Using the data below, copy out all lines with the word "plant".

**** Given data ****

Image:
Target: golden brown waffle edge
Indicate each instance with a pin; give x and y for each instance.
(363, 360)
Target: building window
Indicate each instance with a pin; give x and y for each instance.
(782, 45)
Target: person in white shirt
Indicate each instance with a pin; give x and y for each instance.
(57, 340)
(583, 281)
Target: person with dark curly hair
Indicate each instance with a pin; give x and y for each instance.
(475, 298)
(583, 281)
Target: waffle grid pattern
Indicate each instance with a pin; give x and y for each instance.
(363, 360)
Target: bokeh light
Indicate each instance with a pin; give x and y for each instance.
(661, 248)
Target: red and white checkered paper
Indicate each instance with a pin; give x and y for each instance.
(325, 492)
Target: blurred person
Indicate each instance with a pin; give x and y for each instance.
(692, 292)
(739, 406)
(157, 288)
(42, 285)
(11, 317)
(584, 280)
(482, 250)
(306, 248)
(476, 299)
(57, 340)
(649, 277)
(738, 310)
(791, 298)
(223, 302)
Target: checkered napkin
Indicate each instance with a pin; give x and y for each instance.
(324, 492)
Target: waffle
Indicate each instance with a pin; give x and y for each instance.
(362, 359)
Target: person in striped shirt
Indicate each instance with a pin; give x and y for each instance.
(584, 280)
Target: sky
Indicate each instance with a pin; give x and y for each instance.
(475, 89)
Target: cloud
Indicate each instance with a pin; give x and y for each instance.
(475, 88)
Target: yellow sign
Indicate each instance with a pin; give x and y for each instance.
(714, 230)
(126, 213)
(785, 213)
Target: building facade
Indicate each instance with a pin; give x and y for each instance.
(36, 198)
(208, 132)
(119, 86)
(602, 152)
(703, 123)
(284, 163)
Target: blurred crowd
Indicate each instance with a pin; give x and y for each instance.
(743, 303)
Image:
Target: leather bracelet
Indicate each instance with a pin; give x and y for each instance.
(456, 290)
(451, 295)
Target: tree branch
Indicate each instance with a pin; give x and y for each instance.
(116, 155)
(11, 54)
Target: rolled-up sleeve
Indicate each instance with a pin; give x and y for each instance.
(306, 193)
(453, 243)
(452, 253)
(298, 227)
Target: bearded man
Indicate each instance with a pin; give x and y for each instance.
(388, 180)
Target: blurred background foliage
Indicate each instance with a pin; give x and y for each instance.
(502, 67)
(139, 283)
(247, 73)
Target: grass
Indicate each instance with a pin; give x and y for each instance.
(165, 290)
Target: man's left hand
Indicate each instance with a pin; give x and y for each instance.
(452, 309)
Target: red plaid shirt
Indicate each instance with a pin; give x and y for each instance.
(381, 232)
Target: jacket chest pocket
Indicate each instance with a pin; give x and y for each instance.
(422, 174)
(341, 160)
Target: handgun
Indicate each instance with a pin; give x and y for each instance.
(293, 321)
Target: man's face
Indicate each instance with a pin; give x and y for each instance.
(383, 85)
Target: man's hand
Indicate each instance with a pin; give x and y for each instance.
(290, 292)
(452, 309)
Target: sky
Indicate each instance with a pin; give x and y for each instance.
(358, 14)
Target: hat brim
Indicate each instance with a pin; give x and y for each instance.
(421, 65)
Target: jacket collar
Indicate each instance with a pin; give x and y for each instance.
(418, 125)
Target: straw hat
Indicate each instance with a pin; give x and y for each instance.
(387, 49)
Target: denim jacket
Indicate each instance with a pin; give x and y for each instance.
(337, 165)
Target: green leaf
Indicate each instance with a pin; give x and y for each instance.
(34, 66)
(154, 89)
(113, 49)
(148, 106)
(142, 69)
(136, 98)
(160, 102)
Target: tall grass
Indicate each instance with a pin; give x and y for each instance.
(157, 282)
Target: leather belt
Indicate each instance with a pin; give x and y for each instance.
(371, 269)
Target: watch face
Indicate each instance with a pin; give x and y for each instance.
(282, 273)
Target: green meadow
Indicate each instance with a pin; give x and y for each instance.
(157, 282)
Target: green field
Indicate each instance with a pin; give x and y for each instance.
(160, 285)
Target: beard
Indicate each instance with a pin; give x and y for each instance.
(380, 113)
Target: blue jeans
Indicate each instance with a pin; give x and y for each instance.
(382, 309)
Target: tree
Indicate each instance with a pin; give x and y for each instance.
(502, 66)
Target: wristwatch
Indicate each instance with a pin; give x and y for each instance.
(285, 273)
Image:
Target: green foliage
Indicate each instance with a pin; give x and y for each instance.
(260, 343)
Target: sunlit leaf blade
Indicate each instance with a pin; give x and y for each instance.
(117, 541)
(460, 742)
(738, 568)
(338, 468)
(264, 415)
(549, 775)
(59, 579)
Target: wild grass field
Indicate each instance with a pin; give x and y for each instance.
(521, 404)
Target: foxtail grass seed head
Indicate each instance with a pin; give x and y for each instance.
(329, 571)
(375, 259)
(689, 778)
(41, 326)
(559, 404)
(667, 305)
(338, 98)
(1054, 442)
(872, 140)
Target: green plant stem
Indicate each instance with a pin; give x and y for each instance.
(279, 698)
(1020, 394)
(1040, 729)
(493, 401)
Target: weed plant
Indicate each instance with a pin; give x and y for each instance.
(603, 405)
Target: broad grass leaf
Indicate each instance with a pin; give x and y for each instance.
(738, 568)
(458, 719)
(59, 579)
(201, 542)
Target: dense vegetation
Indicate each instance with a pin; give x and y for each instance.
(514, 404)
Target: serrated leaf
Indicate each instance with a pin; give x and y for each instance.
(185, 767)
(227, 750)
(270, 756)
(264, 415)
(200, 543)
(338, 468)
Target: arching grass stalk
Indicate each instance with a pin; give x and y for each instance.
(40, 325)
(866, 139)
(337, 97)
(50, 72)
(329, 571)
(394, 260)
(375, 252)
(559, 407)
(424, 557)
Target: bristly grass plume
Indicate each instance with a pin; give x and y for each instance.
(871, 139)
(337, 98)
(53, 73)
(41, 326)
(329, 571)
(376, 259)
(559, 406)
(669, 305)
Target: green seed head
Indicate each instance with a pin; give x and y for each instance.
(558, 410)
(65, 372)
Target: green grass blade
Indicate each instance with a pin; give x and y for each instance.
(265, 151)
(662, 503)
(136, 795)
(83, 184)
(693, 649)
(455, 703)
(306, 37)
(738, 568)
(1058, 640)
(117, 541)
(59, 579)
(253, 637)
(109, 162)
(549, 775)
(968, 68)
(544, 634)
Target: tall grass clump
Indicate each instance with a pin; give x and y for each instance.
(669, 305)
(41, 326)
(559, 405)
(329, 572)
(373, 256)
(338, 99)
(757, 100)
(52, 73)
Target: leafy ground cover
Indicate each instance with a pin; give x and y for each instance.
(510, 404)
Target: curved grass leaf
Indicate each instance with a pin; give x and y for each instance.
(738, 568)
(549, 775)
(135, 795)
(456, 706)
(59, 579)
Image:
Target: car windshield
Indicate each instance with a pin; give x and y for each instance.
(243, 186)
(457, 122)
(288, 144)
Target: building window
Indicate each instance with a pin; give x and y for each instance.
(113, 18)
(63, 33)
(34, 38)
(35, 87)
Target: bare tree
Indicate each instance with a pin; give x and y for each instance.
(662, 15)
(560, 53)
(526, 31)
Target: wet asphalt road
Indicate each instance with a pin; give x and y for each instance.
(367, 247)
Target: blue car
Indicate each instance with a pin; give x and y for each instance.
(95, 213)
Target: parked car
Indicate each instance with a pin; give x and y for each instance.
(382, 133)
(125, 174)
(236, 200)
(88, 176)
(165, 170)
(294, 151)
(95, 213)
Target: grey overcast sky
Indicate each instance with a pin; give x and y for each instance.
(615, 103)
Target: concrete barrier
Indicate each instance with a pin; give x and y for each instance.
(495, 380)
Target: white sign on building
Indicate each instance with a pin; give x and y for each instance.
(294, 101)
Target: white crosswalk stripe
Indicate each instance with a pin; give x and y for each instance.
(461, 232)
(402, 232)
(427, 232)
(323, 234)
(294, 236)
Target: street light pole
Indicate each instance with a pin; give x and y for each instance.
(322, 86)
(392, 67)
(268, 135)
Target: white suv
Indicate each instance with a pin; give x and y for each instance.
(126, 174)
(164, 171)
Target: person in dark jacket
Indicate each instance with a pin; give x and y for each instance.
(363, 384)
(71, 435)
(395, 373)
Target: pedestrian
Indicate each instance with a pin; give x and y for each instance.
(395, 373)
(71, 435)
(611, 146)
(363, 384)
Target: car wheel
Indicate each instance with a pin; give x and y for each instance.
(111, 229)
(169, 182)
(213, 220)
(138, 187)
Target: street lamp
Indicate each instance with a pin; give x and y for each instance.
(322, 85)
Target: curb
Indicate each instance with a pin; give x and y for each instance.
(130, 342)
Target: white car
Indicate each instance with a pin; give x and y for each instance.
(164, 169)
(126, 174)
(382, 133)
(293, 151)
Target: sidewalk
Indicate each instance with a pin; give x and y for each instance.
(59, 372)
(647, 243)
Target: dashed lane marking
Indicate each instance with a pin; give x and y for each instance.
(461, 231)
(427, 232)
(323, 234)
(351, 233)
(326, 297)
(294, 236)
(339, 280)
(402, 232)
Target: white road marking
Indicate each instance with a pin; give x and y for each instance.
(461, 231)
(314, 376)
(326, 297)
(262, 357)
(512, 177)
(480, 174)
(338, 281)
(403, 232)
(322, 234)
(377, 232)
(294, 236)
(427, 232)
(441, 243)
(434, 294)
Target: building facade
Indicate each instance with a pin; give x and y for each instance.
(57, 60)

****

**Solution to this problem:**
Target: green plant stem
Target: weed plant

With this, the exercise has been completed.